§ Exercise aim: Convert every line of the material below into a Markdown table with two columns, "Row" for the row number and "Text" for the line itself, skipping any blank lines.

§ Supplied records:
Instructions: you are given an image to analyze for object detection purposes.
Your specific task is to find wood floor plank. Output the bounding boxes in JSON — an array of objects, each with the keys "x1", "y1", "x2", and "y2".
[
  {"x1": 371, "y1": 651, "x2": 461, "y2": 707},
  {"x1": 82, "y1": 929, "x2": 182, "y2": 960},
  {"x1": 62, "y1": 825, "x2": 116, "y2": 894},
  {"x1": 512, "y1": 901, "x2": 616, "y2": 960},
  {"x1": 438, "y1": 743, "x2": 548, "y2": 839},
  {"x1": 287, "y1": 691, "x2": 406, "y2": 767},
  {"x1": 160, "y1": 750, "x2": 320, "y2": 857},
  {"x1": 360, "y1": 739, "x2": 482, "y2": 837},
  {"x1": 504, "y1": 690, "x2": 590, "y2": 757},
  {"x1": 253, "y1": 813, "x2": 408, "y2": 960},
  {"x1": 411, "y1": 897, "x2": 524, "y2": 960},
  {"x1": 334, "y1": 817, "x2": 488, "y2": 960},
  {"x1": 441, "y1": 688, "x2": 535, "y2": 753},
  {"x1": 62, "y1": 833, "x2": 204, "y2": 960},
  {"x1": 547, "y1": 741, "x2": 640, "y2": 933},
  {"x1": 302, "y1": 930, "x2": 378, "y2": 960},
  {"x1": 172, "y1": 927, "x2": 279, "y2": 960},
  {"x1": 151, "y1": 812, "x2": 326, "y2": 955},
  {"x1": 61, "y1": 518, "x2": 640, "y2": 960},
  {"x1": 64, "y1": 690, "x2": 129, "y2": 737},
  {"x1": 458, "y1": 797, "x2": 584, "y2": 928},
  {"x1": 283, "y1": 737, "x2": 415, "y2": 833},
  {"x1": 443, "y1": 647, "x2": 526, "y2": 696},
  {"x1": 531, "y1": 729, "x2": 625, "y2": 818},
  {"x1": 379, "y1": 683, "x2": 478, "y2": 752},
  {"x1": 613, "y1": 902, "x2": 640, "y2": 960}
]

§ Result:
| Row | Text |
|---|---|
| 1 | Instructions: you are given an image to analyze for object detection purposes. |
| 2 | Your specific task is to find wood floor plank. Output the bounding boxes in JSON — an array of objects, each with the keys "x1", "y1", "x2", and "y2". |
| 3 | [ |
| 4 |   {"x1": 371, "y1": 651, "x2": 461, "y2": 707}, |
| 5 |   {"x1": 82, "y1": 929, "x2": 182, "y2": 960}, |
| 6 |   {"x1": 62, "y1": 825, "x2": 116, "y2": 894}, |
| 7 |   {"x1": 512, "y1": 901, "x2": 616, "y2": 960}, |
| 8 |   {"x1": 438, "y1": 743, "x2": 548, "y2": 839}, |
| 9 |   {"x1": 287, "y1": 691, "x2": 406, "y2": 767}, |
| 10 |   {"x1": 160, "y1": 750, "x2": 320, "y2": 857}, |
| 11 |   {"x1": 360, "y1": 739, "x2": 482, "y2": 837}, |
| 12 |   {"x1": 504, "y1": 690, "x2": 590, "y2": 757}, |
| 13 |   {"x1": 253, "y1": 813, "x2": 408, "y2": 960}, |
| 14 |   {"x1": 411, "y1": 897, "x2": 524, "y2": 960}, |
| 15 |   {"x1": 334, "y1": 817, "x2": 488, "y2": 960}, |
| 16 |   {"x1": 441, "y1": 688, "x2": 535, "y2": 753}, |
| 17 |   {"x1": 62, "y1": 833, "x2": 204, "y2": 960}, |
| 18 |   {"x1": 547, "y1": 741, "x2": 640, "y2": 933}, |
| 19 |   {"x1": 302, "y1": 930, "x2": 378, "y2": 960}, |
| 20 |   {"x1": 172, "y1": 927, "x2": 279, "y2": 960}, |
| 21 |   {"x1": 151, "y1": 812, "x2": 326, "y2": 955}, |
| 22 |   {"x1": 61, "y1": 518, "x2": 640, "y2": 960}, |
| 23 |   {"x1": 64, "y1": 690, "x2": 129, "y2": 737}, |
| 24 |   {"x1": 458, "y1": 797, "x2": 584, "y2": 928}, |
| 25 |   {"x1": 283, "y1": 737, "x2": 415, "y2": 833}, |
| 26 |   {"x1": 443, "y1": 647, "x2": 526, "y2": 696}, |
| 27 |   {"x1": 531, "y1": 729, "x2": 625, "y2": 818}, |
| 28 |   {"x1": 379, "y1": 683, "x2": 478, "y2": 752}, |
| 29 |   {"x1": 613, "y1": 902, "x2": 640, "y2": 960} |
| 30 | ] |